━━━━━ Selected excerpt

Purpose of the Study:

  • To develop a high-performance, low-bandgap polymer for efficient polymer solar cells.
  • To demonstrate the potential of this new polymer in single-junction and tandem solar cell configurations.

Main Methods:

  • Synthesis of a novel low-bandgap polymer: poly[2,7-(5,5-bis-(3,7-dimethyloctyl)-5H-dithieno[3,2-b:2',3'-d]pyran)-alt-4,7-(5,6-difluoro-2,1,3-benzothia diazole)] with a bandgap of 1.38 eV.
  • Fabrication and characterization of single-junction polymer solar cells.
  • Fabrication and testing of solution-processed tandem polymer solar cells.

Main Results:

  • The new polymer exhibits a bandgap of 1.38 eV, high charge carrier mobility, and a deep highest occupied molecular orbital.
  • Single-junction devices achieved over 60% external quantum efficiency and spectral response up to 900 nm, with a power conversion efficiency of 7.9%.

━━━━━━━━━━
━━━━━ Dataset extract

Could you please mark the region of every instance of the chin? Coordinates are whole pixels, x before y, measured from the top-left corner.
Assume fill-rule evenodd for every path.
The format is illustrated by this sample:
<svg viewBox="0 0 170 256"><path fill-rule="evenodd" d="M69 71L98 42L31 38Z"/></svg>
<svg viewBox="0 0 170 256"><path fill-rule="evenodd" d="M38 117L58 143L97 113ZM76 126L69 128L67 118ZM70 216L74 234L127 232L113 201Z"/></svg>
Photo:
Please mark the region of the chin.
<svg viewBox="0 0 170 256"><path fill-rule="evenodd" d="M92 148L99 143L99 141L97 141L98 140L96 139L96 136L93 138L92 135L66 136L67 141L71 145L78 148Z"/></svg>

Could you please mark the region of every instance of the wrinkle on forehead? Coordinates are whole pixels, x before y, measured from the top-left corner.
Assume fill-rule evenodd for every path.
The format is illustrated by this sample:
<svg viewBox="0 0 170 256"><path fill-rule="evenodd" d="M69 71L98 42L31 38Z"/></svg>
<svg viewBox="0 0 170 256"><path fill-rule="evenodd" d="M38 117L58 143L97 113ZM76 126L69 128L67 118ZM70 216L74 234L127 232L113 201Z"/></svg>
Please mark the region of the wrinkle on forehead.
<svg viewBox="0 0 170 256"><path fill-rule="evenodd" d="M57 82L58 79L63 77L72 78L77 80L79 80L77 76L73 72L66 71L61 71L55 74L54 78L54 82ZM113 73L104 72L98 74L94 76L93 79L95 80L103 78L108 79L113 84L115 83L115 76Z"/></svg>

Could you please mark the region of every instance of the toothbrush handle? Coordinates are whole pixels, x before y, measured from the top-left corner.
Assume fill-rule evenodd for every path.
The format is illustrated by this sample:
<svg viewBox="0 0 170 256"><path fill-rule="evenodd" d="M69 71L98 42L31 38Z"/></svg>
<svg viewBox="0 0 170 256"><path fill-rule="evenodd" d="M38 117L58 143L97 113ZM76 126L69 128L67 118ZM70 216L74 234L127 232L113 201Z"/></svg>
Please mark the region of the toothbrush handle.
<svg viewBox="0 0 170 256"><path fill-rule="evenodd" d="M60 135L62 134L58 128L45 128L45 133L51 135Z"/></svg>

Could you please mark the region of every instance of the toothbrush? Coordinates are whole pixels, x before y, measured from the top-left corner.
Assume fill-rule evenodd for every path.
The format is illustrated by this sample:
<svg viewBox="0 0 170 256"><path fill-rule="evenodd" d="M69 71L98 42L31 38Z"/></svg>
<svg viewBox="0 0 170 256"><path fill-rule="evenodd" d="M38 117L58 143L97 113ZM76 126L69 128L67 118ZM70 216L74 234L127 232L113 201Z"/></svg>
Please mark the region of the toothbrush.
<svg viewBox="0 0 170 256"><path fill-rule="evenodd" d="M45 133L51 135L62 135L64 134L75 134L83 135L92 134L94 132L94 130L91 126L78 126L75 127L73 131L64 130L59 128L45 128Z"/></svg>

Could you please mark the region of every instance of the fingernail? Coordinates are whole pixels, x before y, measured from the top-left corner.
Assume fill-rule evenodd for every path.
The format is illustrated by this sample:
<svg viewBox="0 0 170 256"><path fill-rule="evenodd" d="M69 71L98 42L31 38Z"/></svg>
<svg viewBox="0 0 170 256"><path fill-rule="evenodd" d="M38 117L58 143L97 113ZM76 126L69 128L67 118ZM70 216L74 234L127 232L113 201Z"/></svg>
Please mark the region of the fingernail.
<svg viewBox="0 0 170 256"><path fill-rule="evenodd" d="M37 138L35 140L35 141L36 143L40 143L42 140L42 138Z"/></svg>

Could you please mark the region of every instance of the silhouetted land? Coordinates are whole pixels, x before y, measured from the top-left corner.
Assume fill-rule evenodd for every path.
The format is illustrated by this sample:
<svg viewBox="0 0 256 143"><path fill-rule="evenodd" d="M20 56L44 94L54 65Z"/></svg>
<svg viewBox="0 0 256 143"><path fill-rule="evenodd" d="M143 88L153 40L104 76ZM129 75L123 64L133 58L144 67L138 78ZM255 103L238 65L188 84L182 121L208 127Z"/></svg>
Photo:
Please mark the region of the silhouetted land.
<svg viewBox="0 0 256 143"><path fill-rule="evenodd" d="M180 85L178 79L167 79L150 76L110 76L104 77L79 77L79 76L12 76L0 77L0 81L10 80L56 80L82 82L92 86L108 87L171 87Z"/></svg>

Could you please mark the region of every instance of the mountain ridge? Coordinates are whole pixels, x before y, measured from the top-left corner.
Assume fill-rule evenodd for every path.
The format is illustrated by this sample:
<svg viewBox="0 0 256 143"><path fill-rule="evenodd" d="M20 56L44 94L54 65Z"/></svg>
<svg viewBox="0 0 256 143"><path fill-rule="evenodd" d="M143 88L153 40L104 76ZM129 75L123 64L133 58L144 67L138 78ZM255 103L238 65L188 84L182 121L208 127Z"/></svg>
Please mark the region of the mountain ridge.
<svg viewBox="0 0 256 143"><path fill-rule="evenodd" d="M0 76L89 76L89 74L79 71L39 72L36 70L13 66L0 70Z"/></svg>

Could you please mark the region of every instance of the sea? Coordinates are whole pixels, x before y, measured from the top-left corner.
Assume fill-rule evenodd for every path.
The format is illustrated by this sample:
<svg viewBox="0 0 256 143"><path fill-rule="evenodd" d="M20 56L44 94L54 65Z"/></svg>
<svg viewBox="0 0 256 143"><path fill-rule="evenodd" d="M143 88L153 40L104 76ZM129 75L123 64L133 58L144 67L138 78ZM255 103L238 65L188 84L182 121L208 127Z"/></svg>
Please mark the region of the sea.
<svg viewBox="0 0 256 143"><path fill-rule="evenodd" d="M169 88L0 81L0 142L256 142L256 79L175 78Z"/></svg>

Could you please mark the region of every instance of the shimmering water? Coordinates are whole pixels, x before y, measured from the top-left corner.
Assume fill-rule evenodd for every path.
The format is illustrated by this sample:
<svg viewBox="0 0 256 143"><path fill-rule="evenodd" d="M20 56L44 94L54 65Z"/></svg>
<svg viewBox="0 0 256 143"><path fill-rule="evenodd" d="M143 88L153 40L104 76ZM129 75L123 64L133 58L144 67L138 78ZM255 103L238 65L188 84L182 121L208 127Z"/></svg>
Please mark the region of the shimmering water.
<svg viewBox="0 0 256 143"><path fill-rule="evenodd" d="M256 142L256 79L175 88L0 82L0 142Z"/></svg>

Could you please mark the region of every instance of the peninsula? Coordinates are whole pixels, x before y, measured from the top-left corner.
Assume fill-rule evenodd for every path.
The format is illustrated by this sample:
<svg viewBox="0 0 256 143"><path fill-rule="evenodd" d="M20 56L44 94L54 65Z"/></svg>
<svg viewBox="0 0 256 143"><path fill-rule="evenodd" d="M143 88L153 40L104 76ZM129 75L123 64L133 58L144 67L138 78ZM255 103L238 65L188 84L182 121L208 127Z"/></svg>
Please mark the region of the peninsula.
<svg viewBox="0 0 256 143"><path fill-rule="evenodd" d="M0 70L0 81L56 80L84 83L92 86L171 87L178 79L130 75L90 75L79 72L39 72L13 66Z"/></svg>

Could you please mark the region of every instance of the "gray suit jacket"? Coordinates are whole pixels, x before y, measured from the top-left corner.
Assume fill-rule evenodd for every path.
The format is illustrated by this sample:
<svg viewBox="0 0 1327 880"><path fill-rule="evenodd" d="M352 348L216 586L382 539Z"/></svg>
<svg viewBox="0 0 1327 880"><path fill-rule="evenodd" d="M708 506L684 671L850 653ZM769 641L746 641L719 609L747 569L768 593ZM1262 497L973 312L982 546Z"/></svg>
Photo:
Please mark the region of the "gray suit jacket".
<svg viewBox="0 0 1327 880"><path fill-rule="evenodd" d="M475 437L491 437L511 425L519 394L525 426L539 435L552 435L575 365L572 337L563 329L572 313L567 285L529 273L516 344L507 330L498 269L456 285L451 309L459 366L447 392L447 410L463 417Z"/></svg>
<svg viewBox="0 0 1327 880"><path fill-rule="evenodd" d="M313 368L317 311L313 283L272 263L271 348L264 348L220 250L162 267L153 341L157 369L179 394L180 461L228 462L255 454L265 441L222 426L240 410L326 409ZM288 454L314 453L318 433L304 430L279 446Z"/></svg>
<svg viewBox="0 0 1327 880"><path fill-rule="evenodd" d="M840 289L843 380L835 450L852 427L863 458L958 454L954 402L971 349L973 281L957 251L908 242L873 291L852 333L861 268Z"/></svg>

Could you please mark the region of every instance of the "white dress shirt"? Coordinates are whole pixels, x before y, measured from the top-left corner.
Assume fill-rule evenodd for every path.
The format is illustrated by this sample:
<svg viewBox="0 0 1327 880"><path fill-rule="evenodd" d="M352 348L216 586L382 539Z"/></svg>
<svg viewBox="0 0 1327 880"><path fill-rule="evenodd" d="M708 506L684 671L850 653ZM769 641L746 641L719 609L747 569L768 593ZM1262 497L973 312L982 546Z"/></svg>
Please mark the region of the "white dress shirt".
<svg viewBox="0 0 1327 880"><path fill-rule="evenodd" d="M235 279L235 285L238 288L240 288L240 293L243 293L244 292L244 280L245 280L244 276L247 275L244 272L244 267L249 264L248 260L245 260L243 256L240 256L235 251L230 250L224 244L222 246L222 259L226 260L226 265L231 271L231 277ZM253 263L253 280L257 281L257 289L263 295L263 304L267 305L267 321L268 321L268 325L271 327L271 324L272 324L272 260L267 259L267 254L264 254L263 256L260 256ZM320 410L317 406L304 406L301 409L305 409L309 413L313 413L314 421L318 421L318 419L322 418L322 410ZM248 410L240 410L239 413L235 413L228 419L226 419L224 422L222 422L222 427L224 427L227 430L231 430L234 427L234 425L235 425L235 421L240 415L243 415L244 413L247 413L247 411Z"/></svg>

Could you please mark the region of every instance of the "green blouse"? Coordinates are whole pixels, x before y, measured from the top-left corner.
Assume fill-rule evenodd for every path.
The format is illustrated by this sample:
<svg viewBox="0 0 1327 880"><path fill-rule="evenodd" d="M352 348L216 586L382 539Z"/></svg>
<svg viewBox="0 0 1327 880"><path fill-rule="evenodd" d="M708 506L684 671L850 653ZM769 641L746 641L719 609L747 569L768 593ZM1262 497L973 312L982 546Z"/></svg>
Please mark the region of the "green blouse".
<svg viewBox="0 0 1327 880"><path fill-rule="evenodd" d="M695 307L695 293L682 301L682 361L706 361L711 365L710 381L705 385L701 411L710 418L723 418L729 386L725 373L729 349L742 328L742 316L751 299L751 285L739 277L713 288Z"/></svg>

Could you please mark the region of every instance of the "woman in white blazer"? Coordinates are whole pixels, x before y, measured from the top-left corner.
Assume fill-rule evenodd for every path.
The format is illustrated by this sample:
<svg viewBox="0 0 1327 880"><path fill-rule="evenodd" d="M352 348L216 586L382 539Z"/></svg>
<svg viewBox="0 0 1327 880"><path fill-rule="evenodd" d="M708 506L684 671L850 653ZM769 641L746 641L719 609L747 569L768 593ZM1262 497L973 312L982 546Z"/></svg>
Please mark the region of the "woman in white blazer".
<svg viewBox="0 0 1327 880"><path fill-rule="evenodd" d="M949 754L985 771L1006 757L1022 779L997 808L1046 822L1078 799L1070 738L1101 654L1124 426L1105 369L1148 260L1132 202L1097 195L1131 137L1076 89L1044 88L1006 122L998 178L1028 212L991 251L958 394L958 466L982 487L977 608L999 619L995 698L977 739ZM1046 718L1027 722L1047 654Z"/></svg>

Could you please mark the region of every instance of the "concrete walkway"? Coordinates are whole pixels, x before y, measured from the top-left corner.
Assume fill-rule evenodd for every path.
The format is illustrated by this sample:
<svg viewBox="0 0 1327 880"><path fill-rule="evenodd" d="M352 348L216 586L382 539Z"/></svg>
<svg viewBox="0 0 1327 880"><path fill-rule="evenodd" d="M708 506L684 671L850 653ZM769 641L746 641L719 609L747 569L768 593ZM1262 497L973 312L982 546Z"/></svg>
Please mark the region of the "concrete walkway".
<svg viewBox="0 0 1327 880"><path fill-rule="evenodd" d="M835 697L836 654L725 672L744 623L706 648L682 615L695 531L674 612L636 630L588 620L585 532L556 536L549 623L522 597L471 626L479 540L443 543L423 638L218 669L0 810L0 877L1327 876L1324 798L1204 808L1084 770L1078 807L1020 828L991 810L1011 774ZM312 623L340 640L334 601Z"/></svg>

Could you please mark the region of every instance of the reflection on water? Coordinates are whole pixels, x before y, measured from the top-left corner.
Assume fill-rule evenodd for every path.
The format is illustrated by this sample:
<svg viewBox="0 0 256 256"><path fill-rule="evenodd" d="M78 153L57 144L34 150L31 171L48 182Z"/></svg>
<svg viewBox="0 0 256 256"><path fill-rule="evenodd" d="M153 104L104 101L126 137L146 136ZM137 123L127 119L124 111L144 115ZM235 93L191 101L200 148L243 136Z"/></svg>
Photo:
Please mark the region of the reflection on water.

━━━━━━━━━━

### What to work on
Can you reproduce the passage of the polymer solar cell summary between "Purpose of the" and "of 1.38 eV.", inclusive, word for word?

### Result
Purpose of the Study:

  • To develop a high-performance, low-bandgap polymer for efficient polymer solar cells.
  • To demonstrate the potential of this new polymer in single-junction and tandem solar cell configurations.

Main Methods:

  • Synthesis of a novel low-bandgap polymer: poly[2,7-(5,5-bis-(3,7-dimethyloctyl)-5H-dithieno[3,2-b:2',3'-d]pyran)-alt-4,7-(5,6-difluoro-2,1,3-benzothia diazole)] with a bandgap of 1.38 eV.